In operation, as the tether 220 is retracted into the SRD 205, the ram-trolley 245, being coupled to the take-up reel 215, travels in a retraction direction (e.g., the counterclockwise direction 230 with reference to FIG. 2A). The ramp surface at the retraction end 250 of the ram-trolley 245 translates the brake pad puck 270 toward the outer wall 265. The motion of the ram-trolley 245 in combination with the ramp surface forces the brake pad puck 270 into a frictional engagement between the ram-trolley 245 and the outer wall 265. In some examples, the ramp surface may be inverted from the depicted example, forcing the brake pad puck 270 into a frictional engagement between the ram-trolley 245 and the inner wall 260. The retraction end 250 may guide a DBM, such as brake pad puck 270, into a frictional retraction impingement with an inside surface of a circular channel, such as the outer wall 265 of the circular track 240, when a cylindrical drum, such as the take-up reel 215, is in the retraction mode.

FIG. 2B depicts a plan view of an exemplary SRD in a tether extraction mode, being decelerated by a brake pad puck in minimal frictional engagement between a ram-trolley and a track wall. In the depicted example, an SRD 205 is in an extraction mode 200B. The take-up reel 215 is rotating in a clockwise direction 275 illustrating the tether 220 being actively extracted 280.

In operation, as the tether 220 is extracted out of the SRD 205, the ram-trolley 245, being coupled to the take-up reel 215, travels in an extraction direction (e.g., a clockwise direction 275 with reference to FIG. 2B). The surface parallel to a radius of the circular track 240 at an extraction end 255 of the ram-trolley 245 translates the brake pad puck 270 along the circular track 240 without impingement. The take-up reel 215 is free to move in the extraction direction without the braking force present in the retraction direction. Various SRD embodiments may advantageously provide a directionally polarized deceleration force, provide substantially free lanyard extraction and provide an advantageous deceleration during retraction.

FIG. 3A depicts a perspective exploded view of an exemplary SRD, illustrating a shuttle coupled to a spring-biased drum. An SRD 300A includes a rear enclosure 305. The rear enclosure 305 is rotatably coupled to a drum 310. The drum 310 is fixedly coupled to a tether 315 on a proximal end. The tether 315 is fixedly coupled to a handle 320 on a distal end. The drum 310 is captured between the rear enclosure 305 and a front enclosure 325. A circular track 330 is fixedly coupled to the front enclosure 325. A dynamic braking member (DBM) 335 is captured within a recessed channel of the circular track 330. A shuttle bracket 340 is fixedly coupled to the drum 310. The shuttle bracket 340 is fixedly coupled to a shuttle 345. The shuttle 345 is confined within the recessed channel of the circular track 330.

In operation, the DBM 335 is free to move within the recessed channel of the circular track 330. The shuttle 345 moves within the recessed channel the circular track 330 in response to the rotation of the drum 310. Accordingly, as the drum 310 rotates, the shuttle 345 may push the DBM 335 through the recessed channel of the circular track 330.

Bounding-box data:

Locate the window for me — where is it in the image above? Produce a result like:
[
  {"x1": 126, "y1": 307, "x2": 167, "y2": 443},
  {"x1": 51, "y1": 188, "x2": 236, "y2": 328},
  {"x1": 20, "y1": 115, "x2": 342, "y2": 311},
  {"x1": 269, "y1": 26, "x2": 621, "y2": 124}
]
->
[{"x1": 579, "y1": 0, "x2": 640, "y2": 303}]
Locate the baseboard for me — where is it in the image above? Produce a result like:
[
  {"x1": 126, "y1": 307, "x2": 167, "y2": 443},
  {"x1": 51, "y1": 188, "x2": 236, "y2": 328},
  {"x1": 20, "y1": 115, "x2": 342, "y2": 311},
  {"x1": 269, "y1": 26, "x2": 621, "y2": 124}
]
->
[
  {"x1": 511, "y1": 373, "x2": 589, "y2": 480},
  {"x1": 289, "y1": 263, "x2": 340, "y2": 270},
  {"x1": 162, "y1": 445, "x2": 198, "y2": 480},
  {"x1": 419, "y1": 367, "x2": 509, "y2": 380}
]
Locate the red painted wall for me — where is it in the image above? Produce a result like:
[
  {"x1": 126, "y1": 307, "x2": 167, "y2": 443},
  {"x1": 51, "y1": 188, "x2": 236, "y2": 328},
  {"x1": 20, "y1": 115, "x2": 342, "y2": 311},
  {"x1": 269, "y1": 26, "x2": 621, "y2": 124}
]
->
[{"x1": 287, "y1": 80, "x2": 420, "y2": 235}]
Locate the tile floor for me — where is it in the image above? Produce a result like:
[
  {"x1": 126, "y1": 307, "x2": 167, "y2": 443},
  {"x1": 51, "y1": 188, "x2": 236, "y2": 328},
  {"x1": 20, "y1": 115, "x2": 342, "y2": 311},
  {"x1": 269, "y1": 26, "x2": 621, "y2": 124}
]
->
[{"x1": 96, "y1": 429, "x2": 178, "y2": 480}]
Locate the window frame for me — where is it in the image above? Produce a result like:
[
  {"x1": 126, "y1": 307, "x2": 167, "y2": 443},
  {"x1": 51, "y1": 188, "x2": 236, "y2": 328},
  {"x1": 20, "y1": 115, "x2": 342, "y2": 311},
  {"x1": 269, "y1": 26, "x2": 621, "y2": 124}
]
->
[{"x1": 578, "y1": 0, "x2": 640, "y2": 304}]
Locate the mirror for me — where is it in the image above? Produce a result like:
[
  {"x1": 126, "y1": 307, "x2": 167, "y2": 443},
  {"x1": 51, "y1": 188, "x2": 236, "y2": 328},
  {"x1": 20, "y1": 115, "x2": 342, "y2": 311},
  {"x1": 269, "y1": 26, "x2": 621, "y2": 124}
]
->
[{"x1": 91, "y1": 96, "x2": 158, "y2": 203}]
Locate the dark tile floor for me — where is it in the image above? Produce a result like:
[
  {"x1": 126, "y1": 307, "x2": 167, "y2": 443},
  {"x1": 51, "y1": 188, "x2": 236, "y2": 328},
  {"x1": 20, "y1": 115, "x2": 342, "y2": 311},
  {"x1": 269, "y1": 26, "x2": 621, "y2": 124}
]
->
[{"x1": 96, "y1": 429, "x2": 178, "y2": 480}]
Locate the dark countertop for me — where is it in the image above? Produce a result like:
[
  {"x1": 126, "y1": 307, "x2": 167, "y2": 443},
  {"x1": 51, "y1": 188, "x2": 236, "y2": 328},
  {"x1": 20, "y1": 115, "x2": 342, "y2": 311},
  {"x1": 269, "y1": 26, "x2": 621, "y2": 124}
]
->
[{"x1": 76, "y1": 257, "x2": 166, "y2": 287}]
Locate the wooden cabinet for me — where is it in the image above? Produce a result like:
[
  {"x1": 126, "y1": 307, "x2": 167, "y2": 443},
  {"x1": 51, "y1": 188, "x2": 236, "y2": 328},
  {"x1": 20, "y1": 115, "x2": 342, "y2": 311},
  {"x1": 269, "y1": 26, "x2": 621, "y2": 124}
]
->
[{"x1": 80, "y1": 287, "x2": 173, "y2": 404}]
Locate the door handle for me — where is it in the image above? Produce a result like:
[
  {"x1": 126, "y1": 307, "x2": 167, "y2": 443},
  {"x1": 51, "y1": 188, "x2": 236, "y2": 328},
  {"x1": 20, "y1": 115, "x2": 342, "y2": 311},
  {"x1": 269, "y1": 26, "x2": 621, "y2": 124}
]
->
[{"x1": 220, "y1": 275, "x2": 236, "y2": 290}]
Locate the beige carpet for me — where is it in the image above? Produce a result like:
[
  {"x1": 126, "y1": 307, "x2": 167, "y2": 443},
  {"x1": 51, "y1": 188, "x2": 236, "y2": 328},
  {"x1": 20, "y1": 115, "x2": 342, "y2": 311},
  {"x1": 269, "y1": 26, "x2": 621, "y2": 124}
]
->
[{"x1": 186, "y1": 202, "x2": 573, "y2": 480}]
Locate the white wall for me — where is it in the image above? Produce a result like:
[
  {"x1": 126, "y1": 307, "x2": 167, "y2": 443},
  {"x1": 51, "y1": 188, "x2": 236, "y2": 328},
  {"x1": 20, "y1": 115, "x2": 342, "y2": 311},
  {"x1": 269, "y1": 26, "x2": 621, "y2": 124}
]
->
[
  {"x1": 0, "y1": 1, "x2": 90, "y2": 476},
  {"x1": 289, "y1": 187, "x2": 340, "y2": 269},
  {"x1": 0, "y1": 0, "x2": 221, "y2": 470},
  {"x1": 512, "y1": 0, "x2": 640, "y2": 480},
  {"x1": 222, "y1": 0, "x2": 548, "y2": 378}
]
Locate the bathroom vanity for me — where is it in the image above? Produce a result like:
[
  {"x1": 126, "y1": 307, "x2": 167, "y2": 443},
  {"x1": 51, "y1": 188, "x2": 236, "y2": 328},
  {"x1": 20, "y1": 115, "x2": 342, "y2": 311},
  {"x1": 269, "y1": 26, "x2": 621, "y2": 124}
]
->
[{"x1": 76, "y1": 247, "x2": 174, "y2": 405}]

▸ **Tasks to complete**:
1: Answer these questions from the passage on the self-retracting device (SRD):
(a) With reference to FIG. 2A, in which direction does the ram-trolley 245 travel when the tether 220 is retracted?
(b) What is the tether 315 fixedly coupled to on its distal end?
(c) What is the circular track 330 fixedly coupled to?
2: Write a continuation of the passage on the self-retracting device (SRD), starting after its final sentence.

▸ **Responses by task**:
1:
(a) The counterclockwise direction 230.
(b) A handle 320.
(c) The front enclosure 325.

2:
The circular track 330 includes an inner wall 350 and an outer wall 355. The shuttle 345 is configured on an inclined end 360 to force the DBM 335 into an inner track surface of the inner wall 350. The inclined end 360 is configured to bind the DBM 335 between the inner track surface of the inner wall 350 and the inclined end 360. The inclined end 360 may guide the DBM 335 into a frictional retraction impingement with an inside surface of a circular channel, such as the circular track 330, when a cylindrical drum, such as the drum 310, is in a retraction mode.

The binding action may provide an opposing force to the translation of the shuttle 345. The opposing force may slow the rotational speed of the drum 310. The slower rotational speed of the drum 310 may slow the retraction of the tether 315. Slower retraction speeds of the tether 315 may advantageously reduce damaging impacts of the handle 320 colliding with the rear enclosure 305 and/or the front enclosure 325. The shuttle 345 is configured on a second end to translate the DBM 335 between, and parallel to, the inner wall 350 and the outer wall 355 without binding.

FIG. 3B depicts a cross-sectional view of an exemplary SRD, illustrating a shuttle coupled to a spring-biased drum. In the depicted example, an SRD 300B includes a track 365. The track 365 is fixedly coupled to the inside of a housing cover 370A. The housing cover 370A is fixedly coupled to a housing back-shell 370B. The housing cover 370A and the housing back-shell 370B are rotatably coupled to an axle 375A. The axle 375A is rotatably coupled to a drum 375B. The drum 375B is fixedly coupled to a shuttle bracket 375C. The shuttle bracket 375C is coupled to a shuttle 380. The shuttle 380 is housed in, and translates within, the confines of the track 365 in response to the rotation of the drum 375B. As the drum 375B rotates, a filament 385 is reeled or unreeled from the drum 375B.

FIG. 4 depicts a perspective view of an exemplary shuttle and brake disk located and guided by a channel ring, the brake disk frictionally engaged with an inner wall of the channel ring. An inner wall brake configuration 400 includes a channel ring 405. The channel ring 405 is unitary and formed of an inner wall 410, a floor 415 and an outer wall 420. A shuttle 425 is captured between and translationally guided by the inner wall 410, the floor 415 and the outer wall 420. A brake disk 430 is captured between and translationally guided by the inner wall 410, the floor 415 and the outer wall 420. The shuttle 425 includes an inclined plane surface 435. In the depicted example, when the shuttle 425 translates counterclockwise, the brake disk 430 is forced toward the inner wall 410 by the inclined plane surface 435. In various examples, the brake disk 430 may be in frictional engagement with the shuttle 425 and the inner wall 410. The inclined plane surface 435 may guide a DBM, such as the brake disk 430, into a frictional retraction impingement with an inside surface of a circular channel, such as the channel ring 405, when a cylindrical drum is in a retraction mode.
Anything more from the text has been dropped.